L’Allemagne accepta d’intégrer la Crimée dans son aire d’influence,comme elle l’avait fait pour l’Ukraine, mais refusa toute indépendance réelle. Les leaders politiques tatars avaient, sur ces entre faits, essayé de reconstituer une autorité souveraine. Les Allemands ne prirent jamais en compte ces initiatives. Le kurultaï devint une instance représentative et la nomination de Djafer Seïdamet comme Premier ministre quelques jours plus tôt fut annulée.

La déportation des Tatars de Crimée le 18 mai 1944

Cette seconde partie s’intéresse à la période de la déportation et de l’après-déportation.
Le peuple tatar a été emmené par la force vers les terres d’Asie central et du Caucase,répartis entre l’Ouzbékistan, le Tadjikistan, le Turkménistan et le Kirghizstan. Les autorités ont justifié cette rafle-déportation à cause du comportement des Tatars pendant la Seconde Guerre mondiale. Les Tatars ont en effet combattu au côté des Allemands à l’instar de tous les peuples sous domination soviétique en 1941. L’arrivée en terre d’exil a été brutale. Les autorités locales n’ont été en aucune façon préparées et aidées par le pouvoir central pour accueillir les déportés.
En 1956, les premières réhabilitations des autres peuples déportés sous Staline sont ordonnées par Khrouchtchev, lors du XXVIe Congrès du PCUS. Fait étrange, les Tatars et deux autres peuples sont exclus de cette reconnaissance. N’obtenant pas le statut de victime du stalinisme, les représentants tatars initièrent alors un mouvement collectif de reconnaissance de leur déportation et de leur droit au retour. Ils ne gagnèrent leur combat contre les autorités soviétiques qu’en 1990, au moment où le Bloc de l’Est s’effondrait.

Énoncé:
Reproduisez tel quel le passage de l'extrait sur les Tatars de Crimée qui va de « Cette seconde partie » jusqu'à « accueillir les déportés. », ces deux bornes comprises.

Données extraites:
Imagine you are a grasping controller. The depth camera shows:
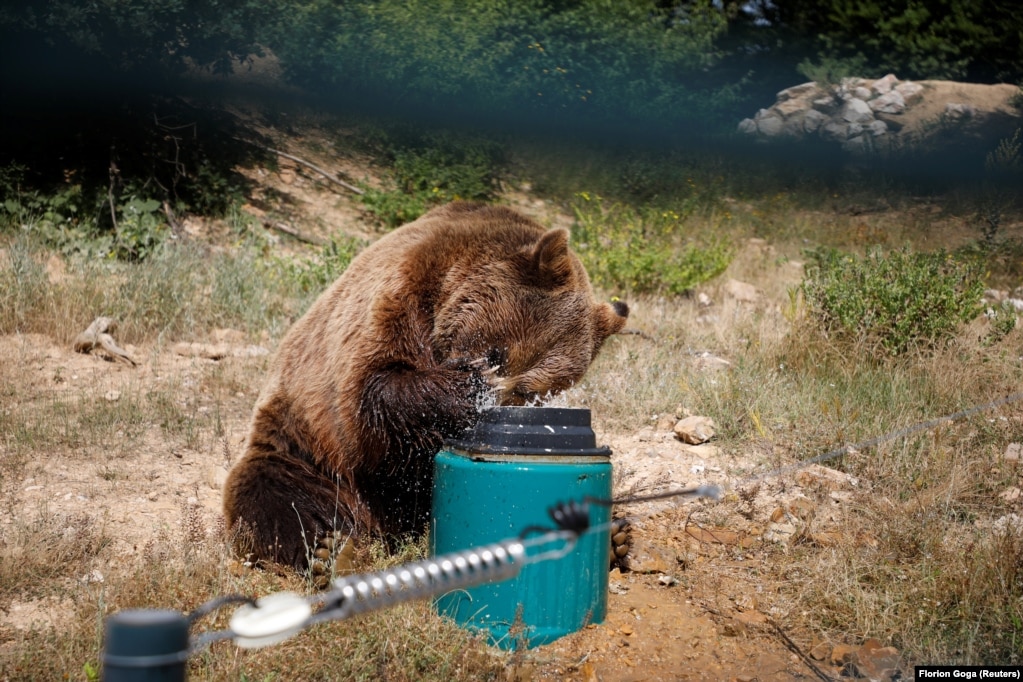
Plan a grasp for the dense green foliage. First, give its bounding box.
[802,248,984,355]
[758,0,1023,82]
[0,0,286,72]
[273,0,737,129]
[362,131,504,228]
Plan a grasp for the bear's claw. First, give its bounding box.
[309,531,355,590]
[611,517,632,573]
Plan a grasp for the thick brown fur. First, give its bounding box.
[224,202,628,569]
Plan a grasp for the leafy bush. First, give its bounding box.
[572,192,733,295]
[802,248,984,355]
[0,165,169,260]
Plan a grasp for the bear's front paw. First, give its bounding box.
[309,531,355,590]
[611,517,632,573]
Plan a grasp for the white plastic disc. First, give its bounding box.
[230,592,313,649]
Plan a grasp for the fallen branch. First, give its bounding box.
[263,221,326,246]
[74,317,138,367]
[234,137,366,195]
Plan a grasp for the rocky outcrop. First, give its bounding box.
[739,74,1014,152]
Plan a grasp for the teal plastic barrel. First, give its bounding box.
[431,407,611,648]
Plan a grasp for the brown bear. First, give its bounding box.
[224,202,628,569]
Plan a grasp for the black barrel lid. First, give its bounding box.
[446,407,611,456]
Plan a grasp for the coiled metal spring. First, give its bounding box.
[312,540,526,621]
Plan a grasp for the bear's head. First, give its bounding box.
[435,229,628,405]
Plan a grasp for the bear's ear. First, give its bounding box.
[593,299,629,357]
[530,228,572,287]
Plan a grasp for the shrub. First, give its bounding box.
[573,192,733,295]
[802,248,984,355]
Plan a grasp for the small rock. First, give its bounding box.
[724,279,760,303]
[868,90,905,113]
[852,85,874,102]
[764,522,799,545]
[771,99,807,119]
[842,97,874,123]
[998,486,1023,504]
[655,414,676,431]
[895,81,924,104]
[777,81,820,102]
[810,642,831,661]
[830,644,856,667]
[813,97,838,115]
[629,535,676,574]
[210,465,227,490]
[871,74,898,95]
[866,121,888,137]
[732,594,757,611]
[721,619,746,637]
[842,134,874,153]
[693,353,731,370]
[674,416,717,445]
[78,570,104,585]
[231,346,270,358]
[803,109,828,133]
[1006,299,1023,313]
[820,119,849,140]
[945,102,977,121]
[848,639,900,682]
[757,116,785,137]
[171,343,231,360]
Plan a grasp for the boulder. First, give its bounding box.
[842,97,874,123]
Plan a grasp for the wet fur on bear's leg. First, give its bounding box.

Réponse attendue:
Cette seconde partie s’intéresse à la période de la déportation et de l’après-déportation.
Le peuple tatar a été emmené par la force vers les terres d’Asie central et du Caucase,répartis entre l’Ouzbékistan, le Tadjikistan, le Turkménistan et le Kirghizstan. Les autorités ont justifié cette rafle-déportation à cause du comportement des Tatars pendant la Seconde Guerre mondiale. Les Tatars ont en effet combattu au côté des Allemands à l’instar de tous les peuples sous domination soviétique en 1941. L’arrivée en terre d’exil a été brutale. Les autorités locales n’ont été en aucune façon préparées et aidées par le pouvoir central pour accueillir les déportés.